▶ SET OF TASKS
(a) Answer these questions from the text on the big_bowie index:
(i) What kind of index is created?
(ii) What is the index named in the create statement?
(iii) How many consistent gets are needed to access the rows of interest?
(b) Extend the text on the big_bowie index with the passage that would follow its final sentence.

▶ TEXT SEGMENT

---

Again, we create a standard, Non-Partitioned Index:
SQL> create index big_bowie_total_sales_i on big_bowie(total_sales); Index created.
If we now run the equivalent of the first query:
SQL> SELECT * FROM big_bowie WHERE total_sales = 42; ID ALBUM_ID COUNTRY_ID RELEASE_D TOTAL_SALES ---------- ---------- ---------- --------- ----------- 400041 42 42 28-JAN-12 42 1800041 42 42 28-JAN-12 42 800041 42 42 03-MAR-13 42 1200041 42 42 07-APR-14 42 1600041 42 42 12-MAY-15 42 200041 42 42 12-MAY-15 42 600041 42 42 15-JUN-16 42 1000041 42 42 20-JUL-17 42 41 42 42 24-AUG-18 42 1400041 42 42 24-AUG-18 42 10 rows selected. Execution Plan ---------------------------------------------------------- Plan hash value: 1761527485 -------------------------------------------------------------------------------------------------------------------------------------- | Id | Operation | Name | Rows | Bytes | Cost (%CPU) | Time | Pstart | Pstop | -------------------------------------------------------------------------------------------------------------------------------------- | 0 | SELECT STATEMENT | | 10 | 250 | 13 (0) | 00:00:01 | | | | 1 | TABLE ACCESS BY GLOBAL INDEX ROWID BATCHED | BIG_BOWIE | 10 | 250 | 13 (0) | 00:00:01 | ROWID | ROWID | |* 2 | INDEX RANGE SCAN | BIG_BOWIE_TOTAL_SALES_I | 10 | | 3 (0) | 00:00:01 | | | -------------------------------------------------------------------------------------------------------------------------------------- Predicate Information (identified by operation id): --------------------------------------------------- 2 - access("TOTAL_SALES"=42) Statistics ---------------------------------------------------------- 0 recursive calls 0 db block gets 14 consistent gets 0 physical reads 0 redo size 1184 bytes sent via SQL*Net to client 624 bytes received via SQL*Net from client 2 SQL*Net roundtrips to/from client 0 sorts (memory) 0 sorts (disk) 10 rows processed
We get the exact same performance, with the same 14 consistent gets necessary to access the 10 rows of interest.

---

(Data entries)
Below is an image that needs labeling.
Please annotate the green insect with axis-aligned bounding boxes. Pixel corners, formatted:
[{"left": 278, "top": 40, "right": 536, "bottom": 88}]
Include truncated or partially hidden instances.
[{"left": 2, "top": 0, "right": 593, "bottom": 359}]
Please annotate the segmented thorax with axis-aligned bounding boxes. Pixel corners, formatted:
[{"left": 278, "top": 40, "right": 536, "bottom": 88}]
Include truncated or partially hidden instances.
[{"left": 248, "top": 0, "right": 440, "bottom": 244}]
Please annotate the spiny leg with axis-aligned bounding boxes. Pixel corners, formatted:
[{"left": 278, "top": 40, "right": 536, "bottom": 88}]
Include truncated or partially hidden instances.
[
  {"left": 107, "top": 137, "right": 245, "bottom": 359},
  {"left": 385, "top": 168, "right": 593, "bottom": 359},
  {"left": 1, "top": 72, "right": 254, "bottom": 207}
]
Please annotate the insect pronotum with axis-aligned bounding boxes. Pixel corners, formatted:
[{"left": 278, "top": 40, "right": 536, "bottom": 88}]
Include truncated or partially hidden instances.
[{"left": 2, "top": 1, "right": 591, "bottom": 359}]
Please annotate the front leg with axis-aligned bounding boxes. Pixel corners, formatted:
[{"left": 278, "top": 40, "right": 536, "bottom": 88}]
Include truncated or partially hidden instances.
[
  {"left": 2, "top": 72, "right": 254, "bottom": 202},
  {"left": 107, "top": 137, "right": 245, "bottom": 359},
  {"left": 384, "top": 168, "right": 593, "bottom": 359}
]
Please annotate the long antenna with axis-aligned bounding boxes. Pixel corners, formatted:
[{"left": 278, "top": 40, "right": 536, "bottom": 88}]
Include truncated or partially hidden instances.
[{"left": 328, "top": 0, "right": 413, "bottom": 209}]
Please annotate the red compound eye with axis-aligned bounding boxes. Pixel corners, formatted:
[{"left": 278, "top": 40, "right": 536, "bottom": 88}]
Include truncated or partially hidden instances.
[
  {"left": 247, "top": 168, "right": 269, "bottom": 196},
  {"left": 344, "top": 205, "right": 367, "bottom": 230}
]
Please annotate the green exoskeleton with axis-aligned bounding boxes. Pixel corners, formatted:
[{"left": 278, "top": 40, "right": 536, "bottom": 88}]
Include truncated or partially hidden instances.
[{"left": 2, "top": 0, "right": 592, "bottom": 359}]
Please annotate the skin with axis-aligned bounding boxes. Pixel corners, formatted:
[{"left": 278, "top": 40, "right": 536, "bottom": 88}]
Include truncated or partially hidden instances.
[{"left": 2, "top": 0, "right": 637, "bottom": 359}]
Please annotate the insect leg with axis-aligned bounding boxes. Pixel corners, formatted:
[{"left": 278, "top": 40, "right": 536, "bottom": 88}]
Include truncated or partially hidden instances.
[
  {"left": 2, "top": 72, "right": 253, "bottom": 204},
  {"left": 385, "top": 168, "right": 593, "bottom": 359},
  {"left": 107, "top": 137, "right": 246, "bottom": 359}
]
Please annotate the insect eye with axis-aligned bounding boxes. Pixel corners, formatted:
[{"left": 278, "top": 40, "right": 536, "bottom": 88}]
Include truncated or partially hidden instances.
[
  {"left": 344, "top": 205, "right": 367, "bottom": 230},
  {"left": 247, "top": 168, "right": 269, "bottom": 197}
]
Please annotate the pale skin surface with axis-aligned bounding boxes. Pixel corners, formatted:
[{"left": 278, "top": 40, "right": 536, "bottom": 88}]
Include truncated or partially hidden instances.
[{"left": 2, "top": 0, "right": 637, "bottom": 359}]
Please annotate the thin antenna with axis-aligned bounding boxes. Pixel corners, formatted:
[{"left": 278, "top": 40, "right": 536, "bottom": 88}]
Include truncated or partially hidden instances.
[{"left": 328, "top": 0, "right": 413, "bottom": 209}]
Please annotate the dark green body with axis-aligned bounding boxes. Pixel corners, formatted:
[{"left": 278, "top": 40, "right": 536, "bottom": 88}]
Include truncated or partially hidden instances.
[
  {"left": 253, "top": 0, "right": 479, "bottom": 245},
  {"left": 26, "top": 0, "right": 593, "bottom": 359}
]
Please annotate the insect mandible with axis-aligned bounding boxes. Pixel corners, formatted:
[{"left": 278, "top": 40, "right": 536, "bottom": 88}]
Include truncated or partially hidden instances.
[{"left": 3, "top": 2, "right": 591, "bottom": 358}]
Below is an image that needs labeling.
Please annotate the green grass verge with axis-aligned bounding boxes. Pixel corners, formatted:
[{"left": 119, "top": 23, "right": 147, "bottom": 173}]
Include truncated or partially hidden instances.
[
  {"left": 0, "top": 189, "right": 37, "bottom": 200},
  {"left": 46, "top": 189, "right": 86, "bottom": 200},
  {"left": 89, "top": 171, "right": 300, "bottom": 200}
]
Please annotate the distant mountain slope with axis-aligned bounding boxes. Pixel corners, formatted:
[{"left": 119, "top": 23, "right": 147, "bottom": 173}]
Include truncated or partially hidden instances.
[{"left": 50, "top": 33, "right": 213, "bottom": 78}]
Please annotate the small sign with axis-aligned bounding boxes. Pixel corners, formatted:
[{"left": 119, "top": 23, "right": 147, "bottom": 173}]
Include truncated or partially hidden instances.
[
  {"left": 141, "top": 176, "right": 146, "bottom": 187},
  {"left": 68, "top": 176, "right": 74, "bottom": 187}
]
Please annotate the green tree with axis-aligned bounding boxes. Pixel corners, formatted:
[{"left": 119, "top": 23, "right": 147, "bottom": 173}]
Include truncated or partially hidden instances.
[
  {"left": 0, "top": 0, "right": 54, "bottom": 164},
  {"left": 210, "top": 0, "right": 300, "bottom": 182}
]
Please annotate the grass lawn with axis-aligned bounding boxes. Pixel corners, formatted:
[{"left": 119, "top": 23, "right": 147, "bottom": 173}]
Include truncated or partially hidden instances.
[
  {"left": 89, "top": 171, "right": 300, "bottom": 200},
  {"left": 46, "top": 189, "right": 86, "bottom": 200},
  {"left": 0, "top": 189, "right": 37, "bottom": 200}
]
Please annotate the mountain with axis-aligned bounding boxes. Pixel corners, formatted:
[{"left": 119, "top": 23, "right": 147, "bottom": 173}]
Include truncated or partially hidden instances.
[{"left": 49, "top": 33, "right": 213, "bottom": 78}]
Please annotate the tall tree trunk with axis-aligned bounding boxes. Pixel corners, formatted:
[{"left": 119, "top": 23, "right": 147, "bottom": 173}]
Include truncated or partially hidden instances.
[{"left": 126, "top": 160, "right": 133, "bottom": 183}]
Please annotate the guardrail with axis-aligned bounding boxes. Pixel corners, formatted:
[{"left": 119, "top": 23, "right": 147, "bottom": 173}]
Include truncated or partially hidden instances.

---

▶ FINAL RESULTS
(a)
(i) A standard, Non-Partitioned Index
(ii) big_bowie_total_sales_i
(iii) 14

(b)
If we now run the equivalent of the second query:
SQL> SELECT * FROM big_bowie WHERE total_sales = 42 and release_date between '01-JAN-2017' and '31-JUL-2017'; ID ALBUM_ID COUNTRY_ID RELEASE_D TOTAL_SALES ---------- ---------- ---------- --------- ----------- 1000041 42 42 20-JUL-17 42 Execution Plan ---------------------------------------------------------- Plan hash value: 1081241859 -------------------------------------------------------------------------------------------------------------------------------------- | Id | Operation | Name | Rows | Bytes | Cost (%CPU) | Time | Pstart | Pstop | -------------------------------------------------------------------------------------------------------------------------------------- | 0 | SELECT STATEMENT | | 1 | 25 | 13 (0) | 00:00:01 | | | |* 1 | TABLE ACCESS BY GLOBAL INDEX ROWID BATCHED | BIG_BOWIE | 1 | 25 | 13 (0) | 00:00:01 | 7 | 7 | |* 2 | INDEX RANGE SCAN | BIG_BOWIE_TOTAL_SALES_I | 10 | | 3 (0) | 00:00:01 | | | -------------------------------------------------------------------------------------------------------------------------------------- Predicate Information (identified by operation id): --------------------------------------------------- 1 - filter("RELEASE_DATE"=TO_DATE(' 2017-01-01 00:00:00', 'syyyy-mm-dd hh24:mi:ss')) 2 - access("TOTAL_SALES"=42) Statistics ---------------------------------------------------------- 0 recursive calls 0 db block gets 5 consistent gets 0 physical reads 0 redo size 885 bytes sent via SQL*Net to client 624 bytes received via SQL*Net from client 2 SQL*Net roundtrips to/from client 0 sorts (memory) 0 sorts (disk) 1 rows processed
We notice a key difference. Even though it’s equivalent to the same index as in the previous Non-Partitioned table and even though the index only contains just the TOTAL_SALES column, the number of consistent gets has dropped from 14 to just 5 consistent gets.
In this example, Oracle has clearly not had to fetch the rows from the table that do not match the RELEASE_DATE of interest. Even though the predicate information is listing the requirement for filtering to take place, this filtering has clearly been performed within the index, without having to actually fetch any of the rows that aren’t of interest.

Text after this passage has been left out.